FEELING MYSELF BY NICKI MINAJ FEATURING BEYONCE

NM: Hey B, you going to Coachella?

B: More like #nochella amirite?

NM: Seriously. Let's hang. I got a spot with a kiddie pool.

B: Great. I've got this fur jacket I've been meaning to get wet.

NM: I'll bring water guns!

B: Are you hungry? I feel like all the food out here is so healthy - it's like eating air and paste.

NM: Yeah, the hell with that. I'm bringing burgers and fries.

B: I guess we have to, like, go to the festival for a minute.

NM: Fine, but don't tell anyone.

B: Oh don't worry, no one'll know - the video is a Tidal exclusive. It's a secret!
------
▶ Required tasks:
- a) Answer these questions from the Coachella dialogue:
(i) What does NM say the spot for hanging out has?
(ii) What food does NM plan to bring?
(iii) According to B, where is the video an exclusive?
- b) Reproduce the part of the Coachella dialogue starting at "NM: Yeah, the" and ending at "don't tell anyone.".
------
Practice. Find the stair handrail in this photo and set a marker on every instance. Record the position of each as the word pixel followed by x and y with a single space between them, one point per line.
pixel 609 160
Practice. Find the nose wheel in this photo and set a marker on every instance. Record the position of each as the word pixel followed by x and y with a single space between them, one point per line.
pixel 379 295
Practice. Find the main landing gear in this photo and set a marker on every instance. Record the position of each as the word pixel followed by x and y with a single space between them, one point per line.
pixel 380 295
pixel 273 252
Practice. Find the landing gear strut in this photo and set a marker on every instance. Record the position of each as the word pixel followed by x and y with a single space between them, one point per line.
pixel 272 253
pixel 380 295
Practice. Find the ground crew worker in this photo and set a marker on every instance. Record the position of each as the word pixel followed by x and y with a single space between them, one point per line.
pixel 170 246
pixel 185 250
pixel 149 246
------
▶ Results by task:
- a)
(i) A kiddie pool.
(ii) Burgers and fries.
(iii) Tidal.

- b)
NM: Yeah, the hell with that. I'm bringing burgers and fries.

B: I guess we have to, like, go to the festival for a minute.

NM: Fine, but don't tell anyone.